• _Request_:
Find every line in the records that contains the word "pepper" and copy each of those lines.

• _Data lines_:
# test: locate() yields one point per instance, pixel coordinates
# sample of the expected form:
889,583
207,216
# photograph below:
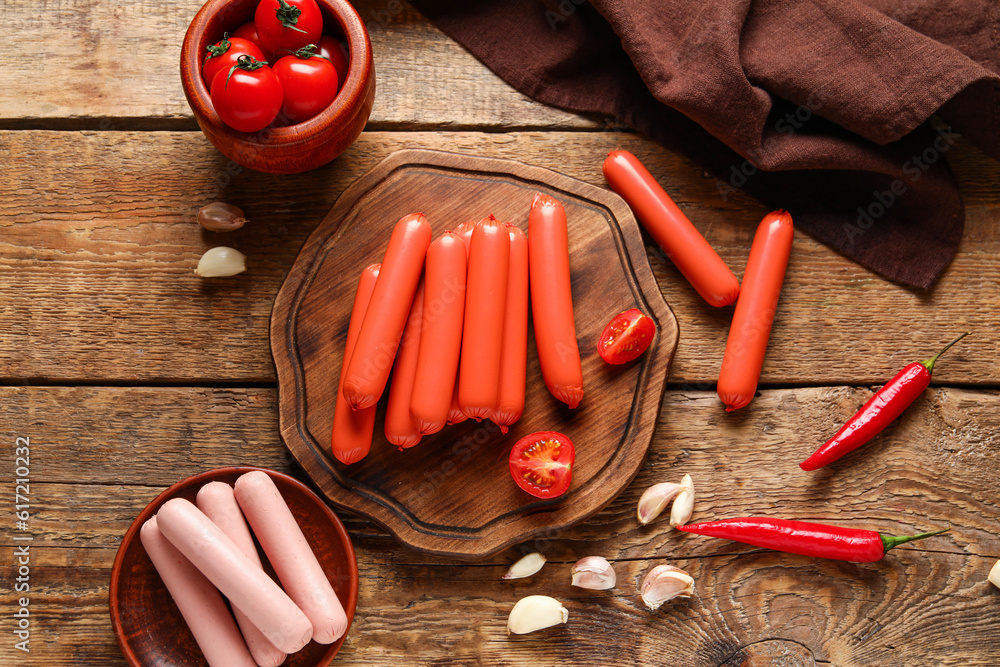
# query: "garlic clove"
663,583
683,506
535,612
220,262
221,217
594,573
655,499
526,566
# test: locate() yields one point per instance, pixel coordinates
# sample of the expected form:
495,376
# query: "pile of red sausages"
449,319
205,551
756,299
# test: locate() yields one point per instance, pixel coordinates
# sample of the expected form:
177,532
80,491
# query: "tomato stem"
309,51
215,50
246,63
929,364
288,15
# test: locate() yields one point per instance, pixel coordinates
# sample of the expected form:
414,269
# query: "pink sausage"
514,354
199,602
246,585
400,428
291,556
441,336
218,502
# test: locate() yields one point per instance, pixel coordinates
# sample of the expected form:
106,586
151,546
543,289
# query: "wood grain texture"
933,468
428,495
89,265
125,59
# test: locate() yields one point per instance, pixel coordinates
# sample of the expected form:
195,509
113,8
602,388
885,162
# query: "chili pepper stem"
929,364
891,542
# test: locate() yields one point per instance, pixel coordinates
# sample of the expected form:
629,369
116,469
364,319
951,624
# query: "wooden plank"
123,61
96,263
926,603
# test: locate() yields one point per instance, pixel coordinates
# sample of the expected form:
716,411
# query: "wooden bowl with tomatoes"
287,144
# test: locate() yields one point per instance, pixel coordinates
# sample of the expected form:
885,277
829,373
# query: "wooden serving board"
452,494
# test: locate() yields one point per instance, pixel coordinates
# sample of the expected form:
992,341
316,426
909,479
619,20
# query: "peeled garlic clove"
220,262
995,574
594,573
535,612
655,499
221,217
680,513
525,567
663,583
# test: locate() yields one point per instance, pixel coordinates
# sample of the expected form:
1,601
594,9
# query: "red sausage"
455,414
482,335
383,325
289,553
218,502
552,300
668,225
352,429
248,587
755,310
199,602
514,355
441,336
400,428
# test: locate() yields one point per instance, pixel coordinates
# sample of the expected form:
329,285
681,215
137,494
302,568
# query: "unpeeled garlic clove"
535,612
526,566
655,499
663,583
220,262
683,506
594,573
221,217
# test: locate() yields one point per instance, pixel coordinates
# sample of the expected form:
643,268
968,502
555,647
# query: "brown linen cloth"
817,106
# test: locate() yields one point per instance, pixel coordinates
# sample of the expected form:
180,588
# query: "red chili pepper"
881,410
804,538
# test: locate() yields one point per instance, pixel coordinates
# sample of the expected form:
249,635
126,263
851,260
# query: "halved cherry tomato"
542,463
224,54
626,337
287,25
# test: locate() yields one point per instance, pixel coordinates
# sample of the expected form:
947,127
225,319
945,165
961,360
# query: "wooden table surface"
128,373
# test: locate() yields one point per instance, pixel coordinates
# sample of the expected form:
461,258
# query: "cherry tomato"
626,337
309,82
248,31
542,463
336,52
250,98
288,24
223,55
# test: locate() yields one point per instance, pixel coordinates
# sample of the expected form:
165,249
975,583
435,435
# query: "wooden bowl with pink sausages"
147,623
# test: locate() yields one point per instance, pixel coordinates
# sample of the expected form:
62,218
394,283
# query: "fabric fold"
821,107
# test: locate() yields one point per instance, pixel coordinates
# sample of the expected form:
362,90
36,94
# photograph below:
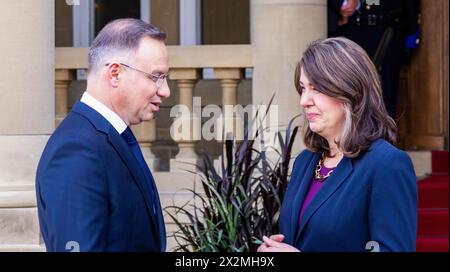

• _Result of this exercise_:
# query: "chili pepper stem"
# query: "red chili pepper"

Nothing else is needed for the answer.